## Annotation dataset entries
....................
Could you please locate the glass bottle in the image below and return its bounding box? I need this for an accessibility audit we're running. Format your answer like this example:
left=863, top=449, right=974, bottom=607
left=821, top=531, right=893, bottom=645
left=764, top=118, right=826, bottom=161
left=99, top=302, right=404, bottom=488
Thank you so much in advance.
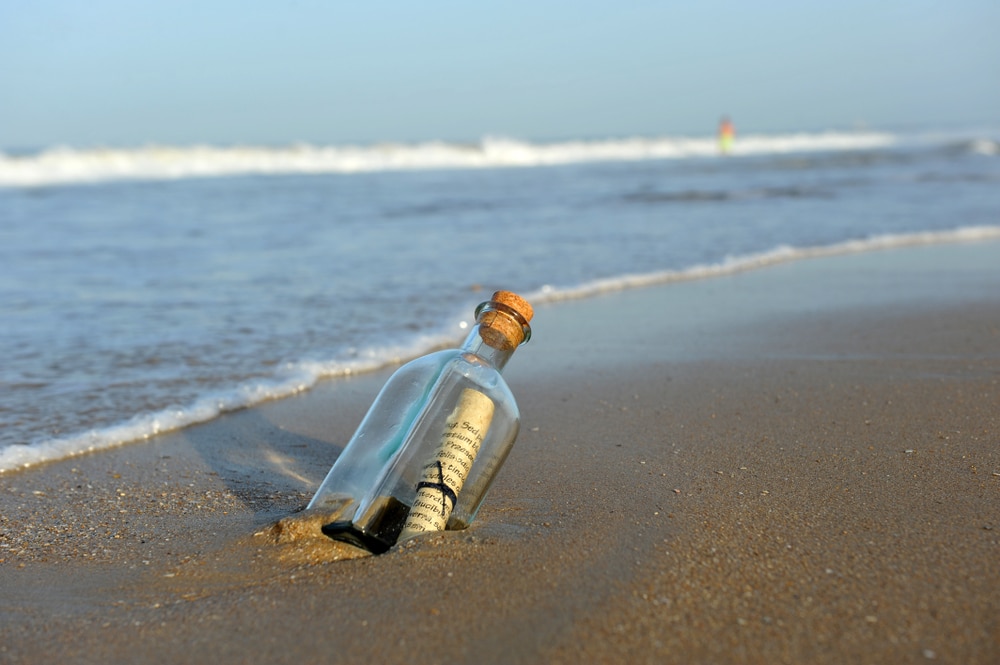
....................
## Exercise aim
Please recast the data from its first line through the line containing "left=821, top=531, right=893, bottom=645", inclusive, as a numbered list with blank lines left out.

## Exercise response
1. Could you please locate the glass bottle in the image below and return its bounding box? I need this for an accessibility audit we're running. Format your answer like this example:
2. left=863, top=449, right=974, bottom=607
3. left=821, top=531, right=893, bottom=645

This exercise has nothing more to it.